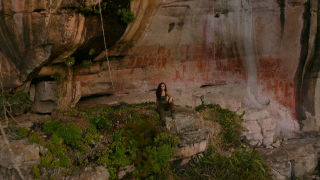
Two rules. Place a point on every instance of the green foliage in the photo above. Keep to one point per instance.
(91, 52)
(100, 121)
(86, 64)
(69, 133)
(51, 126)
(56, 146)
(159, 157)
(35, 137)
(57, 77)
(203, 106)
(70, 61)
(49, 162)
(126, 16)
(36, 172)
(65, 161)
(92, 129)
(88, 9)
(22, 133)
(242, 164)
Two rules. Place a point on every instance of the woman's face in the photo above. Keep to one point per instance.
(163, 87)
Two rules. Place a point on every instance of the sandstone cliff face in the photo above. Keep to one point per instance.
(268, 46)
(38, 33)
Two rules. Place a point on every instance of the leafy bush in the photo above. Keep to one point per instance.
(100, 121)
(65, 161)
(70, 61)
(241, 164)
(126, 16)
(159, 157)
(86, 64)
(51, 126)
(36, 172)
(22, 133)
(92, 129)
(91, 52)
(69, 133)
(35, 137)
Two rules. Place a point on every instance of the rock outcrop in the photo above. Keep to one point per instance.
(26, 156)
(295, 158)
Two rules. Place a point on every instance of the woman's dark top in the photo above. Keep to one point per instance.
(163, 99)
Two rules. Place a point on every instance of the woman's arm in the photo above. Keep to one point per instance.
(170, 97)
--------------------------------
_OBJECTIVE_
Rewrite the listing, starting at the line containing "Two rules. Place a point on every instance of the sandstone" and ending with the last line of the listing. Change "leafy bush" to "green shrub" and keep everything else the same.

_ANSWER TO THE PROBLEM_
Two rules. Place a point on every instance of the sandstone cliff face in the photo above. Keep to one point per instance.
(268, 46)
(38, 33)
Two rules. Place a point on every instance of the green shrub in the photo above. Keep to one point per instance.
(100, 121)
(65, 161)
(70, 61)
(241, 164)
(126, 16)
(159, 157)
(86, 64)
(51, 126)
(36, 172)
(22, 133)
(92, 129)
(91, 52)
(69, 133)
(35, 137)
Two rules. Place a point on every instance of the rock outcrop in the photo above. Keep to one point per instance.
(26, 156)
(295, 158)
Two rules. Place a point on every instance of the woman's dark top in the photo above. Keep to one point per instance.
(163, 99)
Two rules. Place a point on every instance of the woman's arm in the photo above. Keep to one point per instance.
(170, 97)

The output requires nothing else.